» **What the task requires**: Copy each line below in which the string "crowded" appears.

++++

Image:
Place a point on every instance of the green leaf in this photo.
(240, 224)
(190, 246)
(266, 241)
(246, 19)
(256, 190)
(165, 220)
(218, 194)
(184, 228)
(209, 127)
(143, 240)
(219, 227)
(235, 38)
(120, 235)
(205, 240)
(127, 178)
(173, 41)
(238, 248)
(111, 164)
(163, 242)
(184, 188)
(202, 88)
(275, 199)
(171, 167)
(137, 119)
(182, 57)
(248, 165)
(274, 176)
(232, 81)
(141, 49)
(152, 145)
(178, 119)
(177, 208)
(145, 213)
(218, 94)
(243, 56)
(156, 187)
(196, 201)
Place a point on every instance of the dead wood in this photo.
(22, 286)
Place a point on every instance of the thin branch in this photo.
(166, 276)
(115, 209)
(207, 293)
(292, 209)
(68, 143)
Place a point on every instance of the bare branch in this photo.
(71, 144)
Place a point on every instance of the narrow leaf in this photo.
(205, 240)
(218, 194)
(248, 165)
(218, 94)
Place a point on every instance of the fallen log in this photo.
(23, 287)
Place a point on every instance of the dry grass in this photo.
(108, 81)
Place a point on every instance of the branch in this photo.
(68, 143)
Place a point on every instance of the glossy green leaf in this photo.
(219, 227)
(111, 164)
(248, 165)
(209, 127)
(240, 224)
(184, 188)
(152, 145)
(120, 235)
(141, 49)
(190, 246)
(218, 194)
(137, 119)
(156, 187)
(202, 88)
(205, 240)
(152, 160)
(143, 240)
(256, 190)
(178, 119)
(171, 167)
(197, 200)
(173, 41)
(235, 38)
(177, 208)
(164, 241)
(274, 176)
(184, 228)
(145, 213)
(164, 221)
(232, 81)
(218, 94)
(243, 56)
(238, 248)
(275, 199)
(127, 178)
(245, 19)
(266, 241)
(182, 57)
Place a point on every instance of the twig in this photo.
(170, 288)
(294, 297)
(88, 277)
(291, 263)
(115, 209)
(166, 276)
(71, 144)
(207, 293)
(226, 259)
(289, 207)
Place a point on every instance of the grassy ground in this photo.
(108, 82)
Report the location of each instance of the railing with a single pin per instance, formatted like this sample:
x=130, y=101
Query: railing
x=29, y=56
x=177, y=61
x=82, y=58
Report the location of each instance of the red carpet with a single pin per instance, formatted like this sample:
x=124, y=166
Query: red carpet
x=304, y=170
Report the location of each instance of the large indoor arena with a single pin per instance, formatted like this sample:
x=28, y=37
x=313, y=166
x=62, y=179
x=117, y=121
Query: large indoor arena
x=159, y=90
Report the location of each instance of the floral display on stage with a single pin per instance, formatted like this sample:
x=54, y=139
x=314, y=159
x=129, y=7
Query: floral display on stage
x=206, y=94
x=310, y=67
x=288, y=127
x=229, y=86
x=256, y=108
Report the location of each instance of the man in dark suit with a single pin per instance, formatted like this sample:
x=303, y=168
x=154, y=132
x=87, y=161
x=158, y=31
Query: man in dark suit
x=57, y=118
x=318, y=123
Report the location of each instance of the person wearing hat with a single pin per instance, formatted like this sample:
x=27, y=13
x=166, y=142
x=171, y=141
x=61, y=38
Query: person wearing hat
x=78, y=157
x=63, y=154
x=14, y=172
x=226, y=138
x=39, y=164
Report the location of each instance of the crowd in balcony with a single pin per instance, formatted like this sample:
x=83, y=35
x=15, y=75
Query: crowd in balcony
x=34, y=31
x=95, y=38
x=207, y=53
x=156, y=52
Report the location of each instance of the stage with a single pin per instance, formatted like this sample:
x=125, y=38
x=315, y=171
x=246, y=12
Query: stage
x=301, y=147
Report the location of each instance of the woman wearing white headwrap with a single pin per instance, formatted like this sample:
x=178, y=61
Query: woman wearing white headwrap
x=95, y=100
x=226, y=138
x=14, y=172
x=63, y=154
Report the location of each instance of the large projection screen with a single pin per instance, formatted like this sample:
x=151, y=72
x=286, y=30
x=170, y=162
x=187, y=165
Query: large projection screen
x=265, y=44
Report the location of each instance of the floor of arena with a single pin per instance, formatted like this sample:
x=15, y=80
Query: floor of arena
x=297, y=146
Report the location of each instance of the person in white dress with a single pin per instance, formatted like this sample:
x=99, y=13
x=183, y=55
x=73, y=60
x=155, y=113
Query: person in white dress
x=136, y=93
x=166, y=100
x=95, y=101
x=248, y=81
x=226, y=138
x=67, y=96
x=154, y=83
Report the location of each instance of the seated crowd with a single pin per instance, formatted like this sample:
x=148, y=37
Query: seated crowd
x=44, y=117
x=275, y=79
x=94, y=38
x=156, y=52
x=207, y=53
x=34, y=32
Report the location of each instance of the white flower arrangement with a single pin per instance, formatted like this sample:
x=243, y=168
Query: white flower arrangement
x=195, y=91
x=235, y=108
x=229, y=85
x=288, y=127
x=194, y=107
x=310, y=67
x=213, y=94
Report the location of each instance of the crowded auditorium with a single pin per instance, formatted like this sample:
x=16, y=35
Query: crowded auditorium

++++

» **Answer box**:
Report the location of each instance of the crowded auditorium with a single pin per instance, formatted like this sample:
Query: crowded auditorium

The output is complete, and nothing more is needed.